Repeat the listing below in full, exactly as it stands.

■ Data for this task ■
********

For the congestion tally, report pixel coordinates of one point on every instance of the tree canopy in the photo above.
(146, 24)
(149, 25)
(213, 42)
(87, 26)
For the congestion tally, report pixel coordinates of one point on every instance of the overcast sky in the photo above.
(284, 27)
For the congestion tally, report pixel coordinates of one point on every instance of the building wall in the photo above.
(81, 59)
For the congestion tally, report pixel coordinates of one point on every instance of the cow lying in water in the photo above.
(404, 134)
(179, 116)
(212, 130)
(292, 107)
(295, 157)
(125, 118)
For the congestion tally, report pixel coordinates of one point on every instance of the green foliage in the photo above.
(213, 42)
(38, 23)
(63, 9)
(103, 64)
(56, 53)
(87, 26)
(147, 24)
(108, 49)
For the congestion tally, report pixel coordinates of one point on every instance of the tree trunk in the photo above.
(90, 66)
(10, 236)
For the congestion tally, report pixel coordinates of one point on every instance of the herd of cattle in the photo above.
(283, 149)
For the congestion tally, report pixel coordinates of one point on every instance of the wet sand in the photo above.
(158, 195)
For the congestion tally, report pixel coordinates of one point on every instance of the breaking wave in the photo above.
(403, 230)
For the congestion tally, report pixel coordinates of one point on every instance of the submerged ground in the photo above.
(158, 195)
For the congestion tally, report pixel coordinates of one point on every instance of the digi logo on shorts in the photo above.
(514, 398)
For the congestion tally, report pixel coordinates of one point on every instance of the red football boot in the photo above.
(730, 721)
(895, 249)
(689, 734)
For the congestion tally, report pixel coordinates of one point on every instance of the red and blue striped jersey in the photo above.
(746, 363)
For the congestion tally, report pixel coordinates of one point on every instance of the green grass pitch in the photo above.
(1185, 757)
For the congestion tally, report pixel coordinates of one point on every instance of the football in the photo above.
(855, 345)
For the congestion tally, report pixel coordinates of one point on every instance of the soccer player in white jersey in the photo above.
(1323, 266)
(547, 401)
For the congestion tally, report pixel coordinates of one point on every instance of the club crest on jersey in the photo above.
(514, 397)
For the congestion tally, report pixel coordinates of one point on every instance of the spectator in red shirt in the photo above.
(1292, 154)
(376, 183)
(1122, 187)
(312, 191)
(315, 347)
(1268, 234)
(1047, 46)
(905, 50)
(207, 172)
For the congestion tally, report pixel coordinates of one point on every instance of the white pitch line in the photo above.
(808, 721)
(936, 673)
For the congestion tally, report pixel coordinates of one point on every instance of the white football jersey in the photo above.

********

■ Reply ■
For the congestion tally, report pixel coordinates of one point on every instance of the tree canopy in the photo above.
(146, 24)
(149, 25)
(213, 42)
(87, 26)
For the congestion tally, report pixel coordinates of one point on every instance of the overcast sky in the photo above.
(284, 27)
For the congestion tally, report pixel coordinates of one point on every instance of the building wall in the photo above.
(81, 59)
For the congestion tally, report pixel coordinates of one point on every instance of the cow lying in water in the photo above.
(404, 134)
(179, 116)
(212, 130)
(292, 107)
(295, 157)
(125, 118)
For the congestion tally, report pixel coordinates of one point on every instance of the green foliage in the photo above.
(213, 42)
(38, 23)
(63, 9)
(103, 64)
(56, 53)
(87, 26)
(147, 24)
(108, 49)
For the congestion tally, report pixel coordinates of one point on every instance of the tree trunk in the photo above.
(90, 66)
(10, 236)
For the congestion tally, report pixel coordinates of one point on every instance of the herd of cattle in the photo above.
(283, 149)
For the congestion tally, report pixel coordinates of one point on every instance of the wet sand in the photo above.
(158, 195)
For the congestion tally, report pixel coordinates of one point on every instance of the breaking wave in the photo above.
(403, 230)
For the congestion tally, report pixel coordinates of one point on every instance of the submerged ground in the photo above.
(158, 195)
For the congestion tally, report pixel coordinates of one point on every instance of the digi logo on shorts in the photo above.
(514, 398)
For the congestion tally, report pixel coordinates of one point on every instance of the red football boot in the photo above.
(730, 721)
(895, 249)
(689, 734)
For the congestion tally, report pixel coordinates of one point on every instance of the red and blue striped jersey in the photo above.
(746, 363)
For the congestion tally, report pixel coordinates of one point on every instance of the green grass pitch in the photo above.
(1185, 757)
For the congestion tally, report pixel coordinates of one point on every instance of the football in the photo above.
(855, 345)
For the congestion tally, report pixel coordinates of one point on every instance of the soccer player in white jersey in the photo above.
(1323, 266)
(547, 401)
For the congestion tally, report pixel coordinates of one point on every instance of the club crest on jersey in the photo above.
(514, 397)
For the congestion tally, report pixel coordinates of one point on every instance of the spectator in red shirt in the photo above.
(1292, 154)
(376, 183)
(1122, 187)
(312, 191)
(315, 347)
(1268, 234)
(1047, 46)
(905, 50)
(207, 172)
For the congestion tally, report pixel coordinates of one point on every instance of the white pitch line in the photo above.
(808, 721)
(936, 673)
For the congestion tally, report pixel coordinates of one point on every instance of the white football jersey in the photo above.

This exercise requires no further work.